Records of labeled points
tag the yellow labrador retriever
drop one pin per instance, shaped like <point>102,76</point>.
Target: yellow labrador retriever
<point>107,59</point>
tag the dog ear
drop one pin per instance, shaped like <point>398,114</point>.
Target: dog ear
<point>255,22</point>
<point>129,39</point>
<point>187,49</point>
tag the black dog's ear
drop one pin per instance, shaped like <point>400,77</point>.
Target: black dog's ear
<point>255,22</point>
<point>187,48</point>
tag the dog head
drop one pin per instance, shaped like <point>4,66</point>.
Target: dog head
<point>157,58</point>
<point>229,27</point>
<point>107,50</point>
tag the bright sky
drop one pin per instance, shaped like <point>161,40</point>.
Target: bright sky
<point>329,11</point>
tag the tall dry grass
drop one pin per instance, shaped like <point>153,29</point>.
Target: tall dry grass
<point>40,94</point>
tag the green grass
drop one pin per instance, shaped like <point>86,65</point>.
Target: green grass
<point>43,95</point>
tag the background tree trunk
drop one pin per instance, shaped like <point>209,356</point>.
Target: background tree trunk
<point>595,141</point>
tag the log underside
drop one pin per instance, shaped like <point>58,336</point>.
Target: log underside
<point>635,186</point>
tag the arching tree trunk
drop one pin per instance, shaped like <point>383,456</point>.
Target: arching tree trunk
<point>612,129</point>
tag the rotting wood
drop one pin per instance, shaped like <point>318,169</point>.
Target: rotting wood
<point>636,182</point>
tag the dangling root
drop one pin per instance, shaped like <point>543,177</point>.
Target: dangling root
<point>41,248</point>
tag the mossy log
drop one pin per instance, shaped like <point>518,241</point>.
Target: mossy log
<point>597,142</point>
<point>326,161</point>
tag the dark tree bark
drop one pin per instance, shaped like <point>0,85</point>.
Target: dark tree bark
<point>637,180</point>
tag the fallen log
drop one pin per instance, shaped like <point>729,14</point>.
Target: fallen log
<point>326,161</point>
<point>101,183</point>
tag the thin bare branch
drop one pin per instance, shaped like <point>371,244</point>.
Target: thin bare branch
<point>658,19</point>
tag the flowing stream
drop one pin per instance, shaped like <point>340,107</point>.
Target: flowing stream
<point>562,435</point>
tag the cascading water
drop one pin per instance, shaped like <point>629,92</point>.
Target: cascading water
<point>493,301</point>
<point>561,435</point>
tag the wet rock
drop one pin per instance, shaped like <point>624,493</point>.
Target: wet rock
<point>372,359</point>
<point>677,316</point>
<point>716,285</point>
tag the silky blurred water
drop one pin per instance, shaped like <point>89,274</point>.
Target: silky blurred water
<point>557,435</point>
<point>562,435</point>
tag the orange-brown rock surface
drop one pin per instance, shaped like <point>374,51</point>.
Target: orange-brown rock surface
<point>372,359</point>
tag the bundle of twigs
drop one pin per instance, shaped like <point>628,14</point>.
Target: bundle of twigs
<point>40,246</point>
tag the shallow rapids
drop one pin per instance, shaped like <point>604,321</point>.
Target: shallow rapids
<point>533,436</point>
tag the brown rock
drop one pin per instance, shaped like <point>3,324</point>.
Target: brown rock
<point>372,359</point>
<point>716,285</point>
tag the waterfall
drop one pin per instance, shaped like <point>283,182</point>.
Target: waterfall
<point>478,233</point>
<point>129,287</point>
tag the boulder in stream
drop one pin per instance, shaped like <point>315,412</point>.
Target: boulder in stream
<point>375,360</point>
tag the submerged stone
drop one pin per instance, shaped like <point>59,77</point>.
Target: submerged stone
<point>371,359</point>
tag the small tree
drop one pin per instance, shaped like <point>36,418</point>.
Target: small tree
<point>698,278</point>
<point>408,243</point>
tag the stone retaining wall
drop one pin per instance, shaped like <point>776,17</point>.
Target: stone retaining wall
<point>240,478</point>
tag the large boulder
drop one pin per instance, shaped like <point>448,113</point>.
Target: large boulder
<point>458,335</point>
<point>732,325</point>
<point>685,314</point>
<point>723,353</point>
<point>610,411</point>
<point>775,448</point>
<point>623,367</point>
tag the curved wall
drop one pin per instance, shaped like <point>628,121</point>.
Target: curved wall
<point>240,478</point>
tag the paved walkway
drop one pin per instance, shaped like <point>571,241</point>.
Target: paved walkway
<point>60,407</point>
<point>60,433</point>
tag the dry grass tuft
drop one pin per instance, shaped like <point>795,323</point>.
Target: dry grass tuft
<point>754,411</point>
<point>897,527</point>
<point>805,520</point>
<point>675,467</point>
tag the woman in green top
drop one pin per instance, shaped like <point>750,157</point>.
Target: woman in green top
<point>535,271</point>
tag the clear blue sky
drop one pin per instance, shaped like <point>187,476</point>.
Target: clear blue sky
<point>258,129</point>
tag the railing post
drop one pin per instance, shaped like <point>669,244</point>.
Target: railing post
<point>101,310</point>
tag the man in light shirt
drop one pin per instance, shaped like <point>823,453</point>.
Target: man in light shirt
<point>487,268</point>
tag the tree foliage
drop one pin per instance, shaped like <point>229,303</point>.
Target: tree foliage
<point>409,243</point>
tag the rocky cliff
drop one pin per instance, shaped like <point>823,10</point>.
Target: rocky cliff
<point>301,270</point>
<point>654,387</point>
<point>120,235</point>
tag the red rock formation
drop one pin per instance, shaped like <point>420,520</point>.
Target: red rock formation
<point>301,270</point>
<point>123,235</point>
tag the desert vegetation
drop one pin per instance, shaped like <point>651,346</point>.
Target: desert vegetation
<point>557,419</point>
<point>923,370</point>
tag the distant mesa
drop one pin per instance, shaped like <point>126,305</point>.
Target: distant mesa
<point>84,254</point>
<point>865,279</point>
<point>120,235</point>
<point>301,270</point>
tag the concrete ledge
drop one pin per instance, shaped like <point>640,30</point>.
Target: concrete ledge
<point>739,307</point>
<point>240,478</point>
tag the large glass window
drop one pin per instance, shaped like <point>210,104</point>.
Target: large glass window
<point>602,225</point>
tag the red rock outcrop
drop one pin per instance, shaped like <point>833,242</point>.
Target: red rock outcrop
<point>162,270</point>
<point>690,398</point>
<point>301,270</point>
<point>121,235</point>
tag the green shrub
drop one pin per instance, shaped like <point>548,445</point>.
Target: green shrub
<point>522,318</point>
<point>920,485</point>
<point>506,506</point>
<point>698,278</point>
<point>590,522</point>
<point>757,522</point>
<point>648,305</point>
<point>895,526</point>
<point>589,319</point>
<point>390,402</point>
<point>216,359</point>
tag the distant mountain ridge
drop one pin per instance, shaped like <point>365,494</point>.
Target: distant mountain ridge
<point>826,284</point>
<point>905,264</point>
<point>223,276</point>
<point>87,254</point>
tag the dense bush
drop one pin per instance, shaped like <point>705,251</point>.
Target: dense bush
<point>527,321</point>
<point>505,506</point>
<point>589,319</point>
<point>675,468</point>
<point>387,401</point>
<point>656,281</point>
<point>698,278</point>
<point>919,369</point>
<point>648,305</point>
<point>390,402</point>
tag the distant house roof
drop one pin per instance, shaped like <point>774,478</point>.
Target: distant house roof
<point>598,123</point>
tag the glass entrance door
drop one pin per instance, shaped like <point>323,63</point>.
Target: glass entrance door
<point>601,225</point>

• _WHAT NEEDS TO BE DONE_:
Please give back the lines between the one holding "tag the railing post" and the one holding "<point>409,243</point>", inclusive, swapping "man in light shirt" for "man in white shirt" and leaving everything else unchanged.

• _RESPONSE TO THE TASK_:
tag the railing post
drop one pin per instance, shaped like <point>669,244</point>.
Target: railing post
<point>101,310</point>
tag the man in white shirt
drop one pin per instance, shaped like <point>823,453</point>.
Target: man in white shirt
<point>487,268</point>
tag the tree foliage
drop one pin per instance, shaped like <point>229,303</point>.
Target: tree foliage
<point>409,243</point>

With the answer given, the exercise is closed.